#### [OBJECTIVE]
Print each line of the material below word for word, keeping the lines in their original order.

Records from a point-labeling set
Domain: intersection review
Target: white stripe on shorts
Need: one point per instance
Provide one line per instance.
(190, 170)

#### [ANSWER FOR THE TASK]
Domain: intersection review
Target: white stripe on shorts
Need: one point per instance
Provide one line per instance.
(190, 170)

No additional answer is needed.